Reproduce the listing below in its entirety. Change nothing.

Named-object pointing records:

↓

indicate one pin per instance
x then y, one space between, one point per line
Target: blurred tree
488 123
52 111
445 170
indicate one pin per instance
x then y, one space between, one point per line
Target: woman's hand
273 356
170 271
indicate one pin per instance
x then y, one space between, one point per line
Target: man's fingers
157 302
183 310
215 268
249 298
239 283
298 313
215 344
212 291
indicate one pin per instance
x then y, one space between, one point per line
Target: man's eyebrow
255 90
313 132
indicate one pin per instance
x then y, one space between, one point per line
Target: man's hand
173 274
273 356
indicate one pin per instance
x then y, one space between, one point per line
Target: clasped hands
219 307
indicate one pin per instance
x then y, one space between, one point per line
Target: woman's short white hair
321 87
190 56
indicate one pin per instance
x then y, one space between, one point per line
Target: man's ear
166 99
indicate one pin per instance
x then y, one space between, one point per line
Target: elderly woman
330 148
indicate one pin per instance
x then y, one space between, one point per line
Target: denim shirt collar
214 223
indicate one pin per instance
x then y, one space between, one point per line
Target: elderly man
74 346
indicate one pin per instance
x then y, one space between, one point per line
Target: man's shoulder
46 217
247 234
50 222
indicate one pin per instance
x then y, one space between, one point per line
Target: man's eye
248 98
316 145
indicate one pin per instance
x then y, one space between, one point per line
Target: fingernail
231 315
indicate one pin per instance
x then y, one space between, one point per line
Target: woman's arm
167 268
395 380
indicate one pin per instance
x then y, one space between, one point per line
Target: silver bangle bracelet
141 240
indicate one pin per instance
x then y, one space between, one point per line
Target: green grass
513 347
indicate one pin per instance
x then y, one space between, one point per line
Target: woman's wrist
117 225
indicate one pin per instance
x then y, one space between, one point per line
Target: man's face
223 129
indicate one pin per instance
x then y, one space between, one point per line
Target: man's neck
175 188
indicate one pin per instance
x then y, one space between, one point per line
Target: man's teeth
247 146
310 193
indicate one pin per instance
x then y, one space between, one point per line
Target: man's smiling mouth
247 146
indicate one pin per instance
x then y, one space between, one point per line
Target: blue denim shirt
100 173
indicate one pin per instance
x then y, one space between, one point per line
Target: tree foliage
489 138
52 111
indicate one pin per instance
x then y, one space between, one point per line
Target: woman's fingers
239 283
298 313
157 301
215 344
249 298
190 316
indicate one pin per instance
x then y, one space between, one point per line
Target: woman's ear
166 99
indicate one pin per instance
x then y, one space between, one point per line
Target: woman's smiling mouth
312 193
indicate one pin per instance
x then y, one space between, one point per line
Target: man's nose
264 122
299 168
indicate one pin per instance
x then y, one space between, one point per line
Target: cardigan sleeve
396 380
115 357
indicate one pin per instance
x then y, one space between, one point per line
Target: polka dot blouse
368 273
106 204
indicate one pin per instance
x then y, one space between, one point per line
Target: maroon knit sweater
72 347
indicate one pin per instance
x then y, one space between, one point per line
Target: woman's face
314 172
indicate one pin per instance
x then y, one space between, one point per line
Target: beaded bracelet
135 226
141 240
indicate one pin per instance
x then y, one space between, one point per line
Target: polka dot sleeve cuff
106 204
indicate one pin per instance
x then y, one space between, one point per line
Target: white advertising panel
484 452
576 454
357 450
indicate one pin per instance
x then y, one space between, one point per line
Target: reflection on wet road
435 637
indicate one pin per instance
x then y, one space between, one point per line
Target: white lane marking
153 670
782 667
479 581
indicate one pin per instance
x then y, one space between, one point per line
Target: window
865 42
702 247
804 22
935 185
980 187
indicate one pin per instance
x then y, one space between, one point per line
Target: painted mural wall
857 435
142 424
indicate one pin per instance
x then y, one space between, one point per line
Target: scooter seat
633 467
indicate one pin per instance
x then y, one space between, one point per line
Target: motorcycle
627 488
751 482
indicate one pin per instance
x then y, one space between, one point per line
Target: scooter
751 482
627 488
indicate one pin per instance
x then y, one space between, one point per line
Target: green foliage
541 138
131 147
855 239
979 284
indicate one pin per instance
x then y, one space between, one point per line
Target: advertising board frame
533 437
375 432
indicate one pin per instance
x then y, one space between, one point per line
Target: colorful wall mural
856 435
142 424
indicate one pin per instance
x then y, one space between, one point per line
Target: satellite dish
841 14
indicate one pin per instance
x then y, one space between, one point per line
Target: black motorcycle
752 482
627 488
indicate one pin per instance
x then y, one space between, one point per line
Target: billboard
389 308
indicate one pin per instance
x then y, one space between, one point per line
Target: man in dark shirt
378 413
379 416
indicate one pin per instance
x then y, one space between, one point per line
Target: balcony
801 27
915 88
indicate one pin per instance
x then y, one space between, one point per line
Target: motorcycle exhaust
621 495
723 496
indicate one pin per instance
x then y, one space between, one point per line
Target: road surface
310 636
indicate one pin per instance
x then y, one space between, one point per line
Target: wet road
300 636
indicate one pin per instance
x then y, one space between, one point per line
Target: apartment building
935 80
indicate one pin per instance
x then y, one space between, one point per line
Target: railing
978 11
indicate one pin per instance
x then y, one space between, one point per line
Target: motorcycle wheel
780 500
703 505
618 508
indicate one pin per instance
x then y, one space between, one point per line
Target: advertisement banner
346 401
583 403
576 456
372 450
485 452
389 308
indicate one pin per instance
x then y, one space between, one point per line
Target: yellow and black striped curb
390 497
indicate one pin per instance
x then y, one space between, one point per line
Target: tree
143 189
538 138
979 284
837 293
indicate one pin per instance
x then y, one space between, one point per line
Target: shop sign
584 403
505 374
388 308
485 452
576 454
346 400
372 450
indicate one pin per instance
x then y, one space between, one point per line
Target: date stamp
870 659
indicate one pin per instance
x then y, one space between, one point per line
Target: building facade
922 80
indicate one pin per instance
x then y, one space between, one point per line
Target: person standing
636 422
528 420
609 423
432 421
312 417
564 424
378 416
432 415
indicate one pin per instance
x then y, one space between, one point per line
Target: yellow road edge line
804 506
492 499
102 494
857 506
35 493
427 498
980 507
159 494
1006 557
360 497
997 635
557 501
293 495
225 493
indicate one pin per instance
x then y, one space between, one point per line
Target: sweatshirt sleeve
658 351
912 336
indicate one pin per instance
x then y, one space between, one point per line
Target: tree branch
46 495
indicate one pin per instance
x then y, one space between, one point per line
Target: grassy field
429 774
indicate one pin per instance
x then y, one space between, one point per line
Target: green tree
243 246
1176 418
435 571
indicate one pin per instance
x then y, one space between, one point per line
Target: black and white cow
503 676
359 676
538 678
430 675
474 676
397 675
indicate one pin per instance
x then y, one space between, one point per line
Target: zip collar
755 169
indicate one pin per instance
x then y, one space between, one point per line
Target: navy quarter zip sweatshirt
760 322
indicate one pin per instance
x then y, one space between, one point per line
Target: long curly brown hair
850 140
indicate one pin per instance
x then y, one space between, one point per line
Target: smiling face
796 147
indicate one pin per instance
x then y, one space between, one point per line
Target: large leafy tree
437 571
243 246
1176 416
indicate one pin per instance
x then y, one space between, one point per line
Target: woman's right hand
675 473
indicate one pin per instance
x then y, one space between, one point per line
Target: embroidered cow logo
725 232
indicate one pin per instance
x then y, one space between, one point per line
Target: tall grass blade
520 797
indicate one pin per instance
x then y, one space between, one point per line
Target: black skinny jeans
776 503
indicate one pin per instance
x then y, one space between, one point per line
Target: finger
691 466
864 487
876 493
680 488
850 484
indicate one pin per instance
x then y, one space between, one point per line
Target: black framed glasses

↑

* SOLUTION:
indicate one pin per instance
x then y, one space between, one point per line
Target: blurred tree
488 123
52 111
445 170
indicate one pin per instance
x then y, one space between, one point per line
Target: woman's hand
273 356
170 271
indicate one pin per instance
x then y, one space between, one point per line
Target: man's fingers
157 302
183 310
215 268
249 298
239 283
298 313
215 344
212 291
indicate one pin per instance
x then y, one space between, one point per line
Target: man's eyebrow
255 90
313 132
indicate one pin per instance
x then y, one space between, one point per line
Target: man's hand
173 274
273 356
indicate one pin per instance
x then y, one space between, one point per line
Target: clasped hands
219 307
indicate one pin per instance
x then y, one space between, one point per line
Target: woman's short white hair
321 87
190 56
indicate one pin per instance
x then y, one space between, one point per line
Target: man's ear
166 99
indicate one pin per instance
x then y, one space between, one point per line
Target: elderly woman
330 148
indicate one pin per instance
x then y, one space between, one point per line
Target: denim shirt collar
214 223
indicate one pin per instance
x then y, one space between, one point per line
Target: elderly man
74 346
indicate one pin per instance
x then y, one space between, one point per line
Target: man's shoulder
46 217
247 234
50 222
indicate one pin per instance
x then y, one space between, one point per line
Target: man's eye
248 98
316 145
indicate one pin per instance
x then y, one space between, one point per line
Target: fingernail
231 315
indicate one pin per instance
x then y, one space between, one point per line
Target: woman's arm
167 268
395 380
indicate one pin per instance
x then y, one space between, one point per line
Target: silver bangle bracelet
141 240
indicate one pin per instance
x then y, one space between, one point per line
Target: green grass
513 347
indicate one pin per instance
x then y, one space between, one point per line
Target: woman's wrist
117 225
indicate one pin per instance
x then y, one space between, one point per line
Target: man's face
223 129
indicate one pin per instance
x then y, one space between, one point per line
Target: man's neck
175 188
indicate one pin per instance
x then y, one space between, one point per line
Target: man's teeth
247 146
310 193
indicate one pin per instance
x then y, one space between, one point per line
Target: man's smiling mouth
247 146
indicate one pin per instance
x then y, one space between, one point per line
Target: blue denim shirt
100 173
indicate one pin per instance
x then y, one space between, one point per line
Target: tree foliage
489 138
52 111
indicate one pin per instance
x then y, one space between, one point per line
Target: woman's fingers
239 283
298 313
157 301
215 344
249 298
190 316
indicate one pin per instance
x then y, one space between, one point per line
Target: woman's ear
166 99
indicate one pin per instance
x then y, one space between, one point per line
Target: woman's smiling mouth
312 193
indicate one pin per instance
x then y, one space between, one point per line
Target: man's nose
264 122
299 168
indicate one pin per instance
x then y, one space between, one point per line
Target: cardigan sleeve
396 380
115 357
indicate one pin per instance
x then y, one space between, one point per line
Target: polka dot blouse
368 273
106 204
indicate one pin per instance
x then y, one space between, one point per line
Target: maroon knit sweater
72 347
indicate one pin per instance
x then y, one space between, one point per line
Target: woman's face
314 172
indicate one pin per instance
x then y, one space between, one point per line
Target: beaded bracelet
135 226
141 240
indicate one pin per instance
x then y, one space between, one point per line
Target: polka dot sleeve cuff
106 204
indicate one pin per instance
x then y, one space between, one point per line
Target: white advertising panel
484 452
576 454
357 450
indicate one pin per instance
x then y, one space between, one point per line
Target: reflection on wet road
435 637
indicate one pin per instance
x then y, one space between, one point per line
Target: white lane marking
153 670
782 667
479 581
indicate one pin per instance
x then y, one space between, one point per line
Target: window
865 42
702 247
804 22
935 185
980 187
indicate one pin per instance
x then y, one space between, one point per line
Target: painted mural wall
857 435
142 424
indicate one pin per instance
x then y, one space between, one point per line
Target: scooter seat
633 467
indicate one pin per instance
x then y, one space between, one point per line
Target: motorcycle
627 488
751 482
indicate one pin per instance
x then y, one space between, one point per line
Target: scooter
751 482
627 488
indicate one pin per instance
x then y, one space between, one point per line
Target: green foliage
541 138
131 147
855 239
979 284
indicate one pin per instance
x then y, one space between, one point per line
Target: advertising board frame
533 437
375 432
indicate one pin per instance
x then y, one space between, one point per line
Target: colorful wall mural
856 435
142 424
indicate one pin per instance
x then y, one space between, one point per line
Target: satellite dish
841 14
indicate one pin per instance
x then y, one space between, one point per line
Target: black motorcycle
752 482
627 488
indicate one pin per instance
x then y, one space between, one point per line
Target: billboard
389 308
indicate one pin per instance
x then y, one space between, one point per line
Target: man in dark shirt
378 413
379 416
indicate one pin per instance
x then y, one space between, one point per line
Target: balcony
801 27
915 88
indicate one pin per instance
x then y, one space between, one point per line
Target: motorcycle exhaust
621 495
723 496
indicate one pin per instance
x then y, one space between, one point per line
Target: road surface
310 636
indicate one pin per instance
x then y, one space between, one point per line
Target: wet road
300 636
indicate one pin per instance
x then y, one space between, one point per line
Target: apartment building
935 80
indicate one pin per instance
x then y, one space between, one point per line
Target: railing
978 11
indicate one pin per instance
x then y, one space between, one point per line
Target: motorcycle wheel
780 500
703 505
618 508
indicate one pin per instance
x then y, one space between, one point per line
Target: advertisement banner
346 401
583 403
576 456
372 450
485 452
389 308
indicate one pin per instance
x then y, one space between, one point per line
Target: yellow and black striped curb
390 497
indicate one pin per instance
x then y, one space between, one point per line
Target: tree
143 189
538 138
979 284
837 293
indicate one pin per instance
x then y, one space between, one point per line
Target: shop sign
584 403
505 374
388 308
485 452
576 454
346 400
372 450
indicate one pin per instance
x then y, one space between, one point per line
Target: date stamp
870 659
indicate one pin per instance
x then y, one space between, one point per line
Target: building facade
922 80
indicate one pin per instance
x then y, one space between, one point per line
Target: person standing
636 422
528 420
609 423
432 421
312 417
564 424
378 416
432 415
indicate one pin per instance
x then y, one space between, one point per line
Target: yellow road edge line
804 506
492 499
102 494
857 506
35 493
427 498
980 507
159 494
1006 557
360 497
997 635
557 501
293 495
225 493
indicate one pin per instance
x then y, one space between, one point per line
Target: sweatshirt sleeve
658 351
912 336
indicate one pin per instance
x then y, one space between, one point per line
Target: tree branch
46 495
indicate one pin per instance
x then y, one space between, one point per line
Target: grassy field
429 774
indicate one pin per instance
x then y, one space between, one point per line
Target: green tree
243 246
1176 418
435 571
indicate one pin per instance
x then y, one space between, one point per line
Target: black and white cow
503 676
359 676
538 678
430 675
474 676
397 675
indicate one pin per instance
x then y, one space between, one point per line
Target: zip collar
755 169
indicate one pin per instance
x then y, one space between, one point per line
Target: navy quarter zip sweatshirt
760 322
indicate one pin per instance
x then y, one space between, one point per line
Target: long curly brown hair
850 140
indicate one pin per instance
x then y, one space between, one point per line
Target: smiling face
796 147
indicate one pin per instance
x then y, one space between, one point per line
Target: large leafy tree
437 571
243 246
1176 416
indicate one pin per instance
x then y, one space between, one point per line
Target: woman's right hand
675 473
indicate one pin per instance
x then y, one space between, one point per line
Target: embroidered cow logo
725 232
indicate one pin per instance
x then y, one space between, one point per line
Target: tall grass blade
520 797
indicate one pin per instance
x then y, one space between, one point per line
Target: black skinny jeans
776 503
indicate one pin per instance
x then y, one space between, one point per line
Target: finger
691 466
864 487
876 493
680 488
850 484
indicate one pin per instance
x then y, one space between, one point per line
Target: black framed glasses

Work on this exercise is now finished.